NEO PERFORMANCE MATERIALS INC.

By: "Constantine Karayannopoulos" Name: Constantine Karayannopoulos Title: President and Chief Executive Officer

OPPS NPM II S.A.R.L.

  • By: "Aïcha Cisse" Name: Aïcha Cisse Title: Manager
  • By: "Martin Eckel" Name: Martin Eckel Title: Manager

OPPS NPM S.A.R.L.

  • By: "Aïcha Cisse" Name: Aïcha Cisse Title: Manager
  • By: "Martin Eckel" Name: Martin Eckel Title: Manager

SCHEDULE A

COMPLIANCE WITH UNITED STATES SECURITIES LAWS

As used in this Schedule A, the following terms shall have the meanings indicated:

"Directed Selling Efforts" means "directed selling efforts" as that term is defined in Rule 902(c) of Regulation S. Without limiting the foregoing, but for greater clarity in this Schedule A, it means, subject to the exclusions from the definition of directed selling efforts contained in Regulation S, any activity undertaken for the purpose of, or that could reasonably be expected to have the effect of, conditioning the market in the United States for any of the Offered Shares and includes the placement of any advertisement in any publication with a general circulation in the United States that refers to the offering of the Offered Shares;

"Foreign Issuer" shall have the meaning ascribed thereto in Rule 902(e) of Regulation S;

"General Solicitation" and "General Advertising" mean "general solicitation" and "general advertising", respectively, as those terms are used in Rule 502(c) of Regulation D under the U.S. Securities Act. Without limiting the foregoing, but for greater clarity, general solicitation or general advertising includes, but is not limited to, any advertisements, articles, notices or other communications published in any newspaper, magazine or similar media or on the internet or broadcast over radio, television or the internet, or any seminar or meeting whose attendees had been invited by general solicitation or general advertising;

"Offshore Transaction" means an "offshore transaction" as that term is defined in Rule 902(h) of Regulation S; and

"Substantial U.S. Market Interest" means substantial U.S. market interest as that term is defined in Rule 902(j) of Regulation S.

Set of tasks -
1: In the securities document, which rule of Regulation S defines "Foreign Issuer"?
2: Give the stretch of the listing from its start through the line containing "positive clicks: (766, 482) (768, 484)" as a Markdown table with the columns Row and Line, one numbered row per line, leaving out blank lines.

Task inputs -

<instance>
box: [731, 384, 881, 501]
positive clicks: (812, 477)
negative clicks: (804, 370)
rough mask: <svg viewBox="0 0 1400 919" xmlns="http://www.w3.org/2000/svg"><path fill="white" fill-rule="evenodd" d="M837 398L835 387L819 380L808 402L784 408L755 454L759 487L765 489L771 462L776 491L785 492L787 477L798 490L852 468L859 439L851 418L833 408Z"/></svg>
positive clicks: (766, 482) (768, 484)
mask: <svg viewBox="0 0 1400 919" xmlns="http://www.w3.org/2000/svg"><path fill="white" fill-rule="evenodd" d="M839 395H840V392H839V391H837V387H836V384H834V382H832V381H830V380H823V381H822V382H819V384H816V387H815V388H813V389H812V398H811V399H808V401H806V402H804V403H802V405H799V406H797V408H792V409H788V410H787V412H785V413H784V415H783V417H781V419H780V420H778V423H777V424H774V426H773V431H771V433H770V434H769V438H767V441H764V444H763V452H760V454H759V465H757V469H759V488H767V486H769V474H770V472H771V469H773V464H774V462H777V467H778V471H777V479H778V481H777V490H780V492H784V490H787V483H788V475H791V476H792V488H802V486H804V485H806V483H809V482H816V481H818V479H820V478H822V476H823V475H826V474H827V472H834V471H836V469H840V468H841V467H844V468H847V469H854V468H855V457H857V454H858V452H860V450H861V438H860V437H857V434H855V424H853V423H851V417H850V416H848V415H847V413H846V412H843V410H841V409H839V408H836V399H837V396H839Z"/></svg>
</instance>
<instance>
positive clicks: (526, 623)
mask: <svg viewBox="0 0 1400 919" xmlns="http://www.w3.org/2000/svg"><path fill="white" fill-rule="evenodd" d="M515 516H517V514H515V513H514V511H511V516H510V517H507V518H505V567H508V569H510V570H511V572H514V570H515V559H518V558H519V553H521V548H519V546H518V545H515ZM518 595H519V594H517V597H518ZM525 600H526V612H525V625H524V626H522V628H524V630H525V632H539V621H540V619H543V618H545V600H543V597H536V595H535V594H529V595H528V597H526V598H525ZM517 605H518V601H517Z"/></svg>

Answers in order -
1: Rule 902(e) of Regulation S.

2:
| Row | Line |
|---|---|
| 1 | <instance> |
| 2 | box: [731, 384, 881, 501] |
| 3 | positive clicks: (812, 477) |
| 4 | negative clicks: (804, 370) |
| 5 | rough mask: <svg viewBox="0 0 1400 919" xmlns="http://www.w3.org/2000/svg"><path fill="white" fill-rule="evenodd" d="M837 398L835 387L819 380L808 402L784 408L755 454L759 487L765 489L771 462L776 491L785 492L787 477L798 490L852 468L859 439L851 418L833 408Z"/></svg> |
| 6 | positive clicks: (766, 482) (768, 484) |